### EXERCISE REQUIREMENTS:
Look below for lines that hold the string "instance" and copy each one.

### INPUT DATA:
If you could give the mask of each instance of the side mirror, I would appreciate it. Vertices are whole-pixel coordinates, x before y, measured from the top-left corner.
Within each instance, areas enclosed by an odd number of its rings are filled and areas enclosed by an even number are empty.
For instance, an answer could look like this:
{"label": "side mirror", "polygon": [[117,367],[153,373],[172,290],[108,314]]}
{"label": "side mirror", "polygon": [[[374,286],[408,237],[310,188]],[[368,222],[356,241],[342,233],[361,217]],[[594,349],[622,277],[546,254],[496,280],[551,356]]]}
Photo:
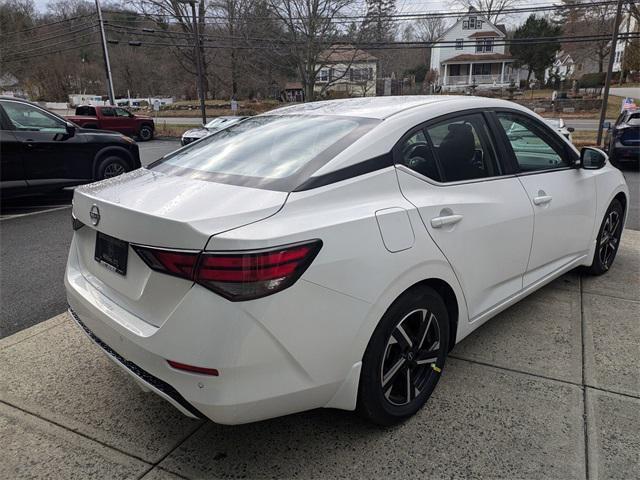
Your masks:
{"label": "side mirror", "polygon": [[73,137],[76,134],[76,126],[73,123],[67,122],[65,128],[69,137]]}
{"label": "side mirror", "polygon": [[576,129],[575,129],[575,128],[573,128],[573,127],[567,127],[567,131],[568,131],[569,133],[573,133],[573,132],[575,132],[575,131],[576,131]]}
{"label": "side mirror", "polygon": [[597,170],[607,163],[607,156],[599,148],[583,147],[580,150],[580,165],[586,170]]}
{"label": "side mirror", "polygon": [[611,128],[611,122],[604,122],[602,124],[602,128],[606,128],[607,130],[609,130]]}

### RESPONSE TO THE TASK:
If you could give the mask of each instance of the side mirror, I would appreciate it. Vertices are whole-pixel coordinates, x before y, measured from the top-left corner.
Within each instance, areas enclosed by an odd number of its rings are filled and areas enclosed by an even number are empty.
For instance, an answer could look like this:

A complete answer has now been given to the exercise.